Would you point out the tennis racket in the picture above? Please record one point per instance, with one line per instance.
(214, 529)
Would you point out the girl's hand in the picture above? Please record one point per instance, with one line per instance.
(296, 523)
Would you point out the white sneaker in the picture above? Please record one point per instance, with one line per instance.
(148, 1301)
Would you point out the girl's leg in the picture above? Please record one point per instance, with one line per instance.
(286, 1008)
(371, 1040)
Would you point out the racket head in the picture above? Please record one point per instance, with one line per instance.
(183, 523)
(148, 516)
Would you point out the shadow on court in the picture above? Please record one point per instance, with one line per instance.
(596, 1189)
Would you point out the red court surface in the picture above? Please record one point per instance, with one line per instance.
★ ★ ★ ★ ★ ★ ★
Lay out every row above as a Markdown table with two columns, No. and Row text, numbering the rows in order and leaving out blank lines.

| No. | Row text |
|---|---|
| 1 | Would you point out the tennis racket in the picture above? Please record one point per instance, with one line per instance. |
| 2 | (214, 529) |
| 3 | Would you point out the girl's hand in the picture above? Please record one point per instance, with one line per instance. |
| 4 | (296, 523) |
| 5 | Would you point out the white sneaker in the picture above? Please record one point per instance, with one line per instance. |
| 6 | (148, 1301) |
| 7 | Would you point out the girl's leg in the picture above? Please record one point per instance, with one line per instance. |
| 8 | (286, 1008) |
| 9 | (371, 1040) |
| 10 | Would you point out the racket head in the picture above? Please record one point per instance, with one line per instance. |
| 11 | (183, 523) |
| 12 | (148, 516) |
| 13 | Would you point out the shadow on court in the picture above? Please record one point per instance, with one line per instance. |
| 14 | (596, 1189) |
| 15 | Would you point out the red court surface in the picture above? Please record one point per instance, with one line per instance. |